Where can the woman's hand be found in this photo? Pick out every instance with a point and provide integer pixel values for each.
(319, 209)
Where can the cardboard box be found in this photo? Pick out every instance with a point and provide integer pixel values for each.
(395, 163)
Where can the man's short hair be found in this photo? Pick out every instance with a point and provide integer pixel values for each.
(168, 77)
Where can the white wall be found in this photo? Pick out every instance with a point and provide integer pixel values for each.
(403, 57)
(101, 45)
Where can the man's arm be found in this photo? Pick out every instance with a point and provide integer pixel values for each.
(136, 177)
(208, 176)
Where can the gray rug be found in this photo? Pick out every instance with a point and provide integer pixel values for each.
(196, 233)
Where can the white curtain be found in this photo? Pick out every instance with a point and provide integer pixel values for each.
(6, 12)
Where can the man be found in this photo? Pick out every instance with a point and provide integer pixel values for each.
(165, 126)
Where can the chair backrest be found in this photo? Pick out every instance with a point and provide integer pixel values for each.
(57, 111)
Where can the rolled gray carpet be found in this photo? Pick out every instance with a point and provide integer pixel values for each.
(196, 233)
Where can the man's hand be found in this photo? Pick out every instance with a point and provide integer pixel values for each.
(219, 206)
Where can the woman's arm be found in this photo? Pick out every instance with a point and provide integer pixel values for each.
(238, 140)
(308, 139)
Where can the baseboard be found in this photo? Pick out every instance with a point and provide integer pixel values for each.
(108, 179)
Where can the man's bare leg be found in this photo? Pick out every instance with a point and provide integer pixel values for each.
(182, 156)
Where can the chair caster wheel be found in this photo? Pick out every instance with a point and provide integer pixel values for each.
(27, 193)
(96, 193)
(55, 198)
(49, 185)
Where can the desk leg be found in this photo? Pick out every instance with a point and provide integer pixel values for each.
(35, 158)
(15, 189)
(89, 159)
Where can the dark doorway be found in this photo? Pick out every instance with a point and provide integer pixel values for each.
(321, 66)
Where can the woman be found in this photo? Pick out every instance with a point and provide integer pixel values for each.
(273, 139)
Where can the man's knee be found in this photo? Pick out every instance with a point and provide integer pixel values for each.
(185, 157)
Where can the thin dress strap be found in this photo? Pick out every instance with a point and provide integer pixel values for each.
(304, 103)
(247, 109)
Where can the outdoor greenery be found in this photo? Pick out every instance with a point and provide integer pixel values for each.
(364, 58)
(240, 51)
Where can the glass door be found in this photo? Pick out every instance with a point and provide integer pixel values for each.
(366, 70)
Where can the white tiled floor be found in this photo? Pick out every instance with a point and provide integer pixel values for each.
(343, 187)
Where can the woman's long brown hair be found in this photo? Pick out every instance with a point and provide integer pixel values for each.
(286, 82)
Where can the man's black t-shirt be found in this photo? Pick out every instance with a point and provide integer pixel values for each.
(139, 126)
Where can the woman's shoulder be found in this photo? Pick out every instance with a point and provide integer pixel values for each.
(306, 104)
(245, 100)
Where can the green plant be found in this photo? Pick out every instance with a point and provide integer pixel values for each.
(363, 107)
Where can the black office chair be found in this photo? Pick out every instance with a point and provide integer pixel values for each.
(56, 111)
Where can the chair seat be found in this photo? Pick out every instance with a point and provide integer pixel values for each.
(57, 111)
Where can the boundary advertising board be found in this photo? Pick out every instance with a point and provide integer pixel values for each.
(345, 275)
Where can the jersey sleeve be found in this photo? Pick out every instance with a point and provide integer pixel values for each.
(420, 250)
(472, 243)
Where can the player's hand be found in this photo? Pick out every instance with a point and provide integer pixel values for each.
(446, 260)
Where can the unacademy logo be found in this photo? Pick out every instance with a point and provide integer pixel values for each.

= = =

**Exercise brief:**
Rewrite all the lines above, changing each "integer pixel values" to "whole-number pixel coordinates" and leaving everything else untouched.

**Result of the task:**
Where can the woman's hand be found in this photo? Pick out every instance with a point and provide whole-number pixel coordinates for each.
(319, 209)
Where can the cardboard box be found in this photo? Pick out every instance with a point and provide whole-number pixel coordinates for each.
(395, 163)
Where can the man's short hair be found in this photo? Pick out every instance with a point and provide whole-number pixel coordinates for each.
(168, 77)
Where can the white wall be found in this photo? Pick out every instance with a point and provide whole-number pixel coordinates for each.
(403, 57)
(101, 45)
Where can the man's arm be found in this photo? Pick out every instance with a point and provide whole-number pixel coordinates for each.
(136, 177)
(208, 176)
Where can the gray rug be found in this photo? Pick out every instance with a point and provide whole-number pixel coordinates for each.
(196, 233)
Where can the white curtain be found in this photo? Pick out every instance with a point and provide whole-number pixel coordinates for each.
(6, 12)
Where can the man be found in this photo? Pick out every instance with a point and provide whole-number pixel coordinates for each.
(165, 126)
Where can the chair backrest be found in this photo? Pick out every instance with a point and provide whole-number pixel coordinates for each.
(57, 111)
Where can the rolled gray carpet be found in this photo? Pick out every instance with a point and provide whole-number pixel coordinates for each.
(196, 233)
Where can the man's hand be found in this photo? Pick out every instance with a point and provide whole-number pixel coordinates for each.
(219, 206)
Where can the woman's arm be found in this photo? Pick out every instance with a point and provide whole-number pixel coordinates for each.
(238, 140)
(308, 139)
Where can the baseboard be found in this photo? Pick out every instance with a point and provide whole-number pixel coordinates for each.
(108, 179)
Where can the man's bare leg be found in this photo? Pick out every instance with a point and provide whole-number pixel coordinates for each.
(182, 156)
Where can the chair caster wheel be found in this photo? Pick out every instance with a point and provide whole-number pixel coordinates for each.
(27, 193)
(96, 193)
(55, 198)
(49, 185)
Where can the desk leg be found in this photo? Pick out every instance with a point and provide whole-number pixel coordinates for each.
(35, 158)
(15, 189)
(89, 159)
Where can the dark doorway be found in this photo? Pick out every instance with a point and provide whole-number pixel coordinates for each.
(321, 66)
Where can the woman be found in this photo? Pick out every instance with a point and provide whole-number pixel coordinates for each.
(273, 139)
Where can the man's knee be found in this photo? Pick out every instance with a point and provide whole-number pixel coordinates for each.
(185, 157)
Where can the thin dress strap be found in this photo? Pick out every instance with a point and provide whole-number pixel coordinates for each.
(304, 103)
(247, 109)
Where can the outdoor greenery be found in this photo? Pick out every instance with a point and provide whole-number pixel coordinates for each.
(364, 58)
(240, 51)
Where can the glass door be found in this photo? Pick out every instance with a point and provide whole-number pixel coordinates for each.
(366, 70)
Where can the white tiled floor be found in this photo? Pick out every instance with a point and provide whole-number pixel coordinates for each.
(343, 187)
Where can the woman's long brown hair be found in this photo? Pick out every instance with a point and provide whole-number pixel coordinates for each.
(286, 82)
Where can the man's black t-shirt be found in this photo? Pick out every instance with a point and provide whole-number pixel coordinates for each.
(139, 126)
Where can the woman's shoulder be found in this photo? Pick out every instance with a point and provide whole-number pixel coordinates for each.
(306, 104)
(245, 100)
Where can the green plant be found in this photo? Pick out every instance with a point and provide whole-number pixel coordinates for each.
(363, 107)
Where can the black office chair be found in this photo? Pick out every instance with a point and provide whole-number pixel coordinates for each.
(56, 111)
Where can the chair seat be found in this photo? Pick out every instance with a point and provide whole-number pixel coordinates for each.
(57, 111)
Where can the boundary advertising board be found in this photo? Pick out every instance with a point and provide whole-number pixel coordinates for each.
(345, 275)
Where can the jersey sleeve be found in this photo? Pick out every instance with a point and provide whole-number pixel coordinates for each.
(420, 250)
(472, 243)
Where can the player's hand be found in this photo? Pick out every instance with a point and provide whole-number pixel coordinates for each.
(446, 260)
Where can the unacademy logo be found in this photo? Pick out every instance with a point and provide whole-number pixel coordinates for each.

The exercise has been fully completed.